Format every line of the entries below as a numbered list, leaving out any blank lines.

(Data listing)
--

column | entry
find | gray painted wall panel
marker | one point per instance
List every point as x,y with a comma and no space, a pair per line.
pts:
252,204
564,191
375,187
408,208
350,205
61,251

--

SOLUTION -
1. column | entry
2. find | gray painted wall panel
3. marker | one point per instance
4. List every point as x,y with a comma and no space, a pair per line.
5. pts:
6. 252,204
7. 564,191
8. 375,187
9. 408,208
10. 350,205
11. 61,251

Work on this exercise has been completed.